**Given problem**: Retype the material in full, keeping every word the same.

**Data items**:

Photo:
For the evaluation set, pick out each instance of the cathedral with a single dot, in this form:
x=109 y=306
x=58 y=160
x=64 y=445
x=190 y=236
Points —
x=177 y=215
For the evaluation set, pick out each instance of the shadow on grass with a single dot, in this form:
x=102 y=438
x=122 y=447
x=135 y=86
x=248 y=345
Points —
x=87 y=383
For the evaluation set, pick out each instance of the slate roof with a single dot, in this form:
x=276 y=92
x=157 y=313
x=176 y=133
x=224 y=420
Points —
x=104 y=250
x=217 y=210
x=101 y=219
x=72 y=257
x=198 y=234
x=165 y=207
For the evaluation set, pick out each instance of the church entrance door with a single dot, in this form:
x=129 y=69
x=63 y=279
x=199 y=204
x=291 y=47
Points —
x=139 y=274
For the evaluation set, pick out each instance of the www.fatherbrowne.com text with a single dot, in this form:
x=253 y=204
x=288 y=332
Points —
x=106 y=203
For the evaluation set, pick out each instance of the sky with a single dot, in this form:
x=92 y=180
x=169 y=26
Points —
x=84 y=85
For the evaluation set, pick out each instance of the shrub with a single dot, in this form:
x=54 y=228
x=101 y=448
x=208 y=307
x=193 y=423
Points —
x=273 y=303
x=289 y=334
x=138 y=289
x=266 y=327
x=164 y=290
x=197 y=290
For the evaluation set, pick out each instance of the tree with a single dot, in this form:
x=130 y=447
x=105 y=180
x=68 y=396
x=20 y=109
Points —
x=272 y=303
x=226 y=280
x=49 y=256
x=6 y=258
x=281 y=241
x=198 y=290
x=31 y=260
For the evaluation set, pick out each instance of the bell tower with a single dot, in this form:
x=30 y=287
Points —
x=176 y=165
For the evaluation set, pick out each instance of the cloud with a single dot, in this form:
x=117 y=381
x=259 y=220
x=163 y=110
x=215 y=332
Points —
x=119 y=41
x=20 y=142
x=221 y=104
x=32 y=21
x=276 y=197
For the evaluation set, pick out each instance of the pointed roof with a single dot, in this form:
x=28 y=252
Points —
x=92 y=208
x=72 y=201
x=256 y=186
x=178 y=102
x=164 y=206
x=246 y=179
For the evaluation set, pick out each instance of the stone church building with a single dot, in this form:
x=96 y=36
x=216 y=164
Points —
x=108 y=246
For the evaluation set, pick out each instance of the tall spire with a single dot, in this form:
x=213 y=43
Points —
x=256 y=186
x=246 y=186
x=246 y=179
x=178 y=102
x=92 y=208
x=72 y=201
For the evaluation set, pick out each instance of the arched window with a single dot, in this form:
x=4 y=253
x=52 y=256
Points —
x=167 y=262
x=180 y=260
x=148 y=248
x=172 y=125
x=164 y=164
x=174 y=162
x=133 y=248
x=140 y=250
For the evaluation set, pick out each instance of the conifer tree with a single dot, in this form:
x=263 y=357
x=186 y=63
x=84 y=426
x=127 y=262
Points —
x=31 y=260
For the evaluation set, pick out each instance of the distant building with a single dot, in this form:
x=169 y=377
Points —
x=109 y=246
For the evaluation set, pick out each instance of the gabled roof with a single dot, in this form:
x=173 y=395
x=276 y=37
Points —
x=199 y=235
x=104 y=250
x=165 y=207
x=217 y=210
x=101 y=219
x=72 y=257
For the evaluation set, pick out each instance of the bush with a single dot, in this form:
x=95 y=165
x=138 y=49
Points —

**Written reply**:
Photo:
For the evaluation set, pick out each instance of the cathedral with a single dot, in this form:
x=109 y=306
x=58 y=160
x=64 y=445
x=190 y=236
Points —
x=177 y=215
For the evaluation set, pick out each instance of the shadow on grass with a single dot, in this form:
x=102 y=438
x=122 y=447
x=135 y=86
x=248 y=345
Points —
x=87 y=383
For the evaluation set, pick out each instance of the slate roof with a single dot, in this form:
x=276 y=92
x=157 y=313
x=176 y=133
x=224 y=420
Points —
x=104 y=250
x=217 y=210
x=101 y=219
x=72 y=257
x=198 y=234
x=165 y=207
For the evaluation set, pick out each instance of the church entrance door with a single dot, in this form:
x=129 y=69
x=63 y=279
x=199 y=204
x=291 y=47
Points —
x=139 y=274
For the evaluation set, pick out each instance of the www.fatherbrowne.com text with a single dot, in this form:
x=253 y=204
x=288 y=332
Points —
x=106 y=203
For the evaluation set, pick out each instance of the sky with a single dot, in this form:
x=92 y=180
x=169 y=26
Points —
x=84 y=85
For the evaluation set, pick out each instance of the shrub with a single dot, in this form:
x=54 y=228
x=101 y=448
x=208 y=307
x=193 y=423
Points —
x=273 y=303
x=289 y=334
x=138 y=289
x=266 y=327
x=164 y=290
x=197 y=290
For the evaluation set, pick out each instance of the tree with a single dot, in this form:
x=130 y=447
x=105 y=180
x=68 y=396
x=20 y=109
Points —
x=272 y=303
x=226 y=280
x=49 y=256
x=6 y=258
x=281 y=241
x=198 y=290
x=31 y=260
For the evaluation set, pick out each instance of the bell tower with a single dot, in this form:
x=30 y=287
Points —
x=176 y=165
For the evaluation set, pick out each instance of the cloud with a single dot, in this form:
x=117 y=381
x=259 y=220
x=163 y=110
x=215 y=332
Points —
x=119 y=41
x=20 y=142
x=221 y=104
x=32 y=21
x=276 y=197
For the evaluation set, pick out each instance of the pointed roof with a single dot, in this form:
x=28 y=252
Points —
x=92 y=208
x=72 y=201
x=256 y=186
x=178 y=102
x=164 y=206
x=246 y=179
For the evaluation set, pick out each instance of the stone church building with a single dot, in this form:
x=96 y=36
x=216 y=164
Points —
x=108 y=246
For the evaluation set, pick out each instance of the tall spire with a single dot, in this form:
x=213 y=43
Points —
x=256 y=186
x=246 y=186
x=246 y=179
x=178 y=102
x=92 y=208
x=72 y=201
For the evaluation set, pick out each instance of the arched window with a single dot, in this form:
x=4 y=253
x=52 y=256
Points —
x=167 y=262
x=180 y=260
x=148 y=248
x=172 y=125
x=164 y=164
x=174 y=162
x=133 y=248
x=140 y=250
For the evaluation set, pick out each instance of the conifer tree with a single dot, in this form:
x=263 y=357
x=186 y=63
x=84 y=426
x=127 y=262
Points —
x=31 y=260
For the evaluation set, pick out each instance of the distant building with a single dot, in this form:
x=169 y=377
Points —
x=109 y=246
For the evaluation set, pick out each instance of the gabled roof with a single dot, in this form:
x=173 y=395
x=276 y=37
Points —
x=199 y=235
x=104 y=250
x=165 y=207
x=217 y=210
x=101 y=219
x=72 y=257
For the evaluation set, pick out each instance of the bush with a single dot, in this form:
x=95 y=165
x=138 y=49
Points —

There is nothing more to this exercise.